_SET TASK_
Reproduce all the records below, requests included, increasing every bounding box coordinate in the answers by 49 and leaving out the pictures.

_MATERIAL SUPPLIED_
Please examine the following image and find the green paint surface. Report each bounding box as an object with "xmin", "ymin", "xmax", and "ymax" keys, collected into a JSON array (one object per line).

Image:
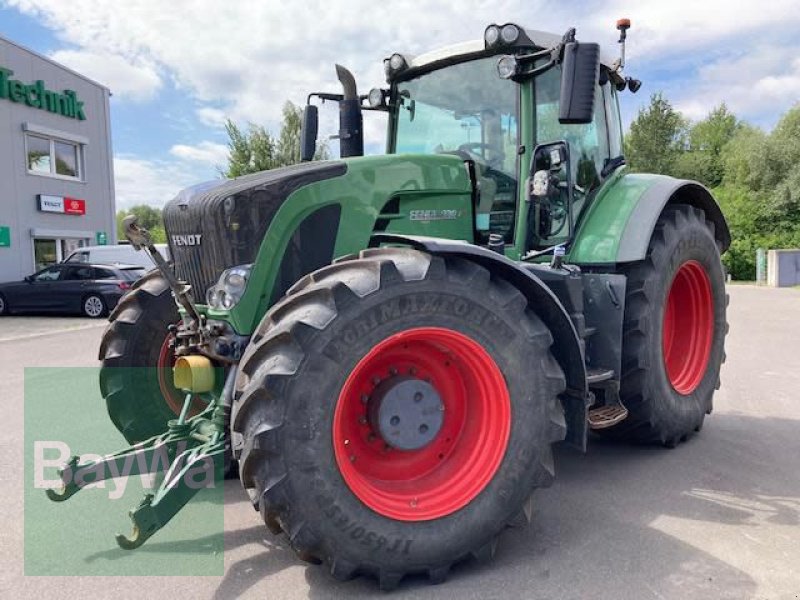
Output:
[{"xmin": 567, "ymin": 169, "xmax": 665, "ymax": 265}]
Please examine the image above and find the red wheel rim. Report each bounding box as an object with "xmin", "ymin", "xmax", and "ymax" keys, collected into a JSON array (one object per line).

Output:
[
  {"xmin": 662, "ymin": 260, "xmax": 714, "ymax": 395},
  {"xmin": 333, "ymin": 327, "xmax": 511, "ymax": 521}
]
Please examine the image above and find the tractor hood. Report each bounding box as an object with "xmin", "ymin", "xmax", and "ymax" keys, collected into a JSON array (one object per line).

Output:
[{"xmin": 164, "ymin": 161, "xmax": 347, "ymax": 303}]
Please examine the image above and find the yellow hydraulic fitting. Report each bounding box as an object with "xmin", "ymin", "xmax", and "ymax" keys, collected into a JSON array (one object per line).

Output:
[{"xmin": 172, "ymin": 354, "xmax": 214, "ymax": 394}]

_SOLUTION BELOW_
Please examine the following image and find the green paint surface. Report each bounding box as an object with "xmin", "ymin", "xmax", and "ymax" keys, collected into a JSON array (one object per line).

Image:
Output:
[{"xmin": 616, "ymin": 218, "xmax": 714, "ymax": 314}]
Please examine the image above and find the red wheel rim. Report each bounding box as an object with "xmin", "ymin", "xmax", and "ymax" keys, collected into a JSON array (one object per line).

Output:
[
  {"xmin": 711, "ymin": 309, "xmax": 763, "ymax": 444},
  {"xmin": 382, "ymin": 376, "xmax": 560, "ymax": 570}
]
Please examine the image above and find the tractor hood. Report each bounding box as an object with "xmin", "ymin", "xmax", and "ymax" keys, collected into a JSON array (one object per line).

Output:
[{"xmin": 213, "ymin": 210, "xmax": 396, "ymax": 352}]
Please examine the image above and find the yellow hydraulic fitting. Report each bounding box as an object with "xmin", "ymin", "xmax", and "ymax" keys, collected into a JSON array (one object per line).

Output:
[{"xmin": 221, "ymin": 403, "xmax": 263, "ymax": 443}]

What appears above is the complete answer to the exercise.